» **Document text**
┄┄┄┄┄┄┄┄┄┄┄┄┄┄┄┄┄┄┄┄

The State Department announced yesterday that it is terminating all antinarcotics programs in Bolivia and is reducing the size of its embassy staff there even further.
In announcing the move, State Department spokesman David Passage would not confirm or deny allegations that members of the military junta that took control of the country last month are involved in the international narcotics trade.
"We have examined the allegations very carefully and reached the conclusion that we have no basis to expect the kind of cooperation from the Bolivian authorities that makes it worthwhile to continue the [drug enforcement] program," he said.
Both the State Department and the Drug Enforcement Administration have programs to fight narcotics traffic in Bolivia.
Officials in State's Bureau for International Narcotics Matters said their programs' budget this fiscal year was $2.6 million, but that only $250,000 had been spent because Congress had not appropriated foreign assistance funds this year.
Officials said that four Americans and two Bolivians were directly involved in the programs, and that the Americans would be returning to the United States "very soon."
Officials at the DEA -- which is part of the Justice Department -- said their programs involved about $140,000, not including salaries and administrative expenses.
They said that five Americans were working in the programs, and that they would be leaving Bolivia "within a week."
State Department officials said additional U.S. Embassy personnel will be withdrawn during the next several weeks. The embassy staff was reduced from 120 persons to 80 shortly after the coup. Officials were unsure yesterday how many additional persons will be called back.
Meanwhile, Sen. Dennis DeConcini (D-Ariz.) has asked the chairman of the foreign operations subcommittee of the Senate Appropriations Committee to schedule hearings about the alleged ties between the military junta and international drug traffickers in Bolivia.
Reliable Senate sources said yesterday that U.S. narcotics officials have information that Army Gen. Luis Garcia Meza, the head of the junta, allegedly has received "millions of dollars" from Jose Abraham Baptista, who the sources alleged is "a major known drug trafficker" based in Santa Cruz, Bolivia.
Sources said that two relatives of Baptista -- who allegedly are also known cocaine dealers -- reportedly have been given jobs in the Bolivian customs services.
The sources said that the junta's interior minister, Luis Arce Gomez -- former head of the Bolivian military intelligence -- allegedly has longstanding connections with major traffickers.

┄┄┄┄┄┄┄┄┄┄┄┄┄┄┄┄┄┄┄┄

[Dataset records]
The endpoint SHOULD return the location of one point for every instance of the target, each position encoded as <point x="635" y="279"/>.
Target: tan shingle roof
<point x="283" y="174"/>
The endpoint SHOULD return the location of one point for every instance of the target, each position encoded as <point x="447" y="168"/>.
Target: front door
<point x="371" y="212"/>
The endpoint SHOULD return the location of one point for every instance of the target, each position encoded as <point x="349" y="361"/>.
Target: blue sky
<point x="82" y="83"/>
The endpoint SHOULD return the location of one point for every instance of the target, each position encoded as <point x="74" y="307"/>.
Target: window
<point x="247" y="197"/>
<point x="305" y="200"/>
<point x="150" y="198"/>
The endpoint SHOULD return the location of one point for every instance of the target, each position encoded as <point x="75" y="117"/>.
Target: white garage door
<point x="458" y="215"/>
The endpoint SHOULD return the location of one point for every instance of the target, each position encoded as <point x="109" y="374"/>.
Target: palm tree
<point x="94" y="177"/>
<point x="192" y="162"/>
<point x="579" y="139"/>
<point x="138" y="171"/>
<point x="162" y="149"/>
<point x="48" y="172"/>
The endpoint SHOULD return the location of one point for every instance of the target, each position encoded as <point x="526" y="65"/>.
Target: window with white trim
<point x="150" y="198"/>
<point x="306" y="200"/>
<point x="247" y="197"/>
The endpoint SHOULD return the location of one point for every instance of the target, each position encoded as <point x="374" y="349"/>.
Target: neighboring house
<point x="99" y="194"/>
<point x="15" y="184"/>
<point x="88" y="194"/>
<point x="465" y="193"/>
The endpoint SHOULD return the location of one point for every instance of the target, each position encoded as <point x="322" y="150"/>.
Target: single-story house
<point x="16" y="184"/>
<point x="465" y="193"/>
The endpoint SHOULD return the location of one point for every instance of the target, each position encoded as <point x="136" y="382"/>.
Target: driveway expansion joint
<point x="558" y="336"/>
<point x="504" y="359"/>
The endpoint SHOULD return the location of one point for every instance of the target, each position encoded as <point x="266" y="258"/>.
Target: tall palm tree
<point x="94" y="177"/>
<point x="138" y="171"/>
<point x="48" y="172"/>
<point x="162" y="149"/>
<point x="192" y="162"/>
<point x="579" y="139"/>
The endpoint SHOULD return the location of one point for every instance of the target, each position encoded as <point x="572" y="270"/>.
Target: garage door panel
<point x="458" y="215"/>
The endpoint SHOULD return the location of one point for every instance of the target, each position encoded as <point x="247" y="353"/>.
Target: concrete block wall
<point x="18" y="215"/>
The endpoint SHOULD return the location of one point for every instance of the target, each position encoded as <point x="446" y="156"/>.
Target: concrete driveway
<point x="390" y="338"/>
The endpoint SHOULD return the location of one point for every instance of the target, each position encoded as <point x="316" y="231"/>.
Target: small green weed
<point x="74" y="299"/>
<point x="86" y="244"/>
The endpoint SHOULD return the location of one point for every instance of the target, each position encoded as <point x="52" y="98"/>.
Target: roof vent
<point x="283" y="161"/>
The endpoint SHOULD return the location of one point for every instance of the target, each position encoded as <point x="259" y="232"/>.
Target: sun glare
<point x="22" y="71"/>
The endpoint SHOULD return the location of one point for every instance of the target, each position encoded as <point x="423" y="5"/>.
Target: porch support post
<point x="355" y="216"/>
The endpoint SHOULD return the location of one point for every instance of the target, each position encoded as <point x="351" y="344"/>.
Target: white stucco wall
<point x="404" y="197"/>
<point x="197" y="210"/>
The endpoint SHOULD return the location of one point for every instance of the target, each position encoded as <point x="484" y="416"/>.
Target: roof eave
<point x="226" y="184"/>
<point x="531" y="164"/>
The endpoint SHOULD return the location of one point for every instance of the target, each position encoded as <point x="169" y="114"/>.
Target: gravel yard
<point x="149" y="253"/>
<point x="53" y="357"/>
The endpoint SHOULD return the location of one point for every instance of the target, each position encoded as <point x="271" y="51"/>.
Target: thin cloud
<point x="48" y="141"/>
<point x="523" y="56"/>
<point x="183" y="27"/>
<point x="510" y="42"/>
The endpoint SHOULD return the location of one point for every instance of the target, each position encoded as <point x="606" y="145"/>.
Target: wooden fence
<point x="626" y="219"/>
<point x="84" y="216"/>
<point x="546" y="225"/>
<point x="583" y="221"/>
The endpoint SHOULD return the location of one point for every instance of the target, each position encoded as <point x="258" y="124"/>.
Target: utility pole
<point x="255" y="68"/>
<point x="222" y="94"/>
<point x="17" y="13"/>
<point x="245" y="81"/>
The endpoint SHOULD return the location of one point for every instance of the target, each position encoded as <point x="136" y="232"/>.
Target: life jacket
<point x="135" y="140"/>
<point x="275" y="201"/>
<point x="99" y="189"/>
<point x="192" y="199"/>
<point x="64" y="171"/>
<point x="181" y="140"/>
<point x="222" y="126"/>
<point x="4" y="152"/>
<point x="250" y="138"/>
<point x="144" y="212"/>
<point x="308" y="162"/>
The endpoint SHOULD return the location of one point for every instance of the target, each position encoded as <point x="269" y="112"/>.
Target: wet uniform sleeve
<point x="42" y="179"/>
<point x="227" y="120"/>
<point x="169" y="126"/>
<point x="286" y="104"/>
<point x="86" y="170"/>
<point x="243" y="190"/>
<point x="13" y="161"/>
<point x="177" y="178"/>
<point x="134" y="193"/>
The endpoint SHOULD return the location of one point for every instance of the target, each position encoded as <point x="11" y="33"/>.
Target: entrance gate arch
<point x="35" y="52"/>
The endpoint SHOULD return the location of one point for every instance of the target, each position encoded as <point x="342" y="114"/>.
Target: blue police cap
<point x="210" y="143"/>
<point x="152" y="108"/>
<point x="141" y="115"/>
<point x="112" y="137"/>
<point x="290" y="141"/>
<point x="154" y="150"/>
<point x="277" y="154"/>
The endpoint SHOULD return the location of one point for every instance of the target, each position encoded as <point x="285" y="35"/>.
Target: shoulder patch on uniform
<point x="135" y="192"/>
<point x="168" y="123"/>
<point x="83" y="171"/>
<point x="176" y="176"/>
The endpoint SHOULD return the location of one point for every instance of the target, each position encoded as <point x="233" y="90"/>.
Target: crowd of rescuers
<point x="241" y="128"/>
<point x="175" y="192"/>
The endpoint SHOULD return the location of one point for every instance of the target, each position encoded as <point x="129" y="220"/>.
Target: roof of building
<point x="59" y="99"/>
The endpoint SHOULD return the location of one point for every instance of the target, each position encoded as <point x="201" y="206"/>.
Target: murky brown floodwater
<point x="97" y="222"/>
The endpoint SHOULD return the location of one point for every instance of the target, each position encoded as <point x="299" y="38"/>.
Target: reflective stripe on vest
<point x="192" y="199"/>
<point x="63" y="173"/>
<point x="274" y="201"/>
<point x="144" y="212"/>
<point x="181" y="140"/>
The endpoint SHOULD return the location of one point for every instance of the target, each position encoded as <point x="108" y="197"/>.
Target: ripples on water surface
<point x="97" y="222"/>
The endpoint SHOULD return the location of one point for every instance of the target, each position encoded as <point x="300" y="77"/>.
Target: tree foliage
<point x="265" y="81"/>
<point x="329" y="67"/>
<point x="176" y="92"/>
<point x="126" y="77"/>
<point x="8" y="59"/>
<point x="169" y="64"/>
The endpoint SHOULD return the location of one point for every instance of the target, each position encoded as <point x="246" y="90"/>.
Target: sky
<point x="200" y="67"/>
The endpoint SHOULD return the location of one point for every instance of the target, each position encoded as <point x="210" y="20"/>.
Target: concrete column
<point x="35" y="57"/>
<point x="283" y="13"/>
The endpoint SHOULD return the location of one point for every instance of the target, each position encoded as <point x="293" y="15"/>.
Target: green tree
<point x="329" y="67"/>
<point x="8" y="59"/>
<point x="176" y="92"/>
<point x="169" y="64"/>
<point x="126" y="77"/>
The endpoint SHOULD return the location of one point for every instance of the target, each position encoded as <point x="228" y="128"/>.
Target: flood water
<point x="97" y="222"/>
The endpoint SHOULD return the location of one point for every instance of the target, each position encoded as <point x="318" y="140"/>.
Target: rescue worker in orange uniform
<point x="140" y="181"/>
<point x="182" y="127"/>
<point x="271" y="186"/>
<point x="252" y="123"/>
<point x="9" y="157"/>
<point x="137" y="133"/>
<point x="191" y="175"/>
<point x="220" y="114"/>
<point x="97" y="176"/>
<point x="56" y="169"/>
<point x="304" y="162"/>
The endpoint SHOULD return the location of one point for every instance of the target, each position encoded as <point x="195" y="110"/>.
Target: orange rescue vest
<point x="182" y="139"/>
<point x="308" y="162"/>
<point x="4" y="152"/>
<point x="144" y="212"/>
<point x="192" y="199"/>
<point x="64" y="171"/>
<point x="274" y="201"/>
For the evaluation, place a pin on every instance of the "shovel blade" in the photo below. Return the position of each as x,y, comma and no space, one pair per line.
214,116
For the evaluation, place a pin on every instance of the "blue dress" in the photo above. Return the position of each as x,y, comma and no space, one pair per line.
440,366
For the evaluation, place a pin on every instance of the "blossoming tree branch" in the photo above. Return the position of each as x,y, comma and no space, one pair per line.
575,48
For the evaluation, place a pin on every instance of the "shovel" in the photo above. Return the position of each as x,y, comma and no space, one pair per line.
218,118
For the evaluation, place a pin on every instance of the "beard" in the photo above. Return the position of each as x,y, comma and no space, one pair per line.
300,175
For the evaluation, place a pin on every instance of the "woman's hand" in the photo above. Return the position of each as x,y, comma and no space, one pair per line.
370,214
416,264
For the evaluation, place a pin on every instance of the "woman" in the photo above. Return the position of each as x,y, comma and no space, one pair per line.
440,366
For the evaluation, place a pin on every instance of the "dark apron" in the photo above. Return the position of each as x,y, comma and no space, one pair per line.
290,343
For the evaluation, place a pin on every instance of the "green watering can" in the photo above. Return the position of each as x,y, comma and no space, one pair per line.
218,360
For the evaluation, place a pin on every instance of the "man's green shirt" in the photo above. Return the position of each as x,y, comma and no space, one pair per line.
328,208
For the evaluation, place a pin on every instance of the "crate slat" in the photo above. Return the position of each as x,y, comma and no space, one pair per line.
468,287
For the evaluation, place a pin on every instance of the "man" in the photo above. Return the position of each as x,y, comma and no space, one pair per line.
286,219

┄┄┄┄┄┄┄┄┄┄┄┄┄┄┄┄┄┄┄┄

» **Task list**
1. Translate this sentence from the article on Bolivia and narcotics into Spanish: "Both the State Department and the Drug Enforcement Administration have programs to fight narcotics traffic in Bolivia."
2. Resume the article on Bolivia and narcotics, picking up right after its last sentence.

» **Exercise results**
1. Tanto el Departamento de Estado como la Administración para el Control de Drogas tienen programas para combatir el narcotráfico en Bolivia.

2.
The sources added that the country's education minister, Col. Ariel Coca, was alledgely involved in a drug transaction that ended when 220 pounds of cocaine were seized in Panama in 1979.
Garcia Meza has denied that he or any of his officials are involved in the international narcotics trade. In an interview Tuesday with The New York Times, he said:
"I would like to remind you that the drug problem in the world is masterminded and financed as a multibillion dollar operation in the Northern Hemisphere. We deny emphatically any involvement with this drug mafia."
But sources in the Senate said there is "unimpeachable evidence" that a number of high-level Bolivian officials are involved.
The State Department would not confirm these reports. A spokesman said yesterday that the administration had decided not to present the results of investigation into the involvement of the new military rulers in the drug traffic because of concern for the safety of American personnel still in Bolivia.
The State Department's programs had included assisting the Bolivian customs service in trying to reduce the smuggling of coca leaves -- from which cocaine is made -- according to officials in State's Bureau for International Narcotics Matters.
Officials said the department had also assisted the Bolivian government in trying to establish a board to regulate the production and sale of coca to be used legally such as for medical purposes.
Officials at the DEA said their programs involved exchanging information on international drug traffickers, and training and assisting local police with drug-related investigations.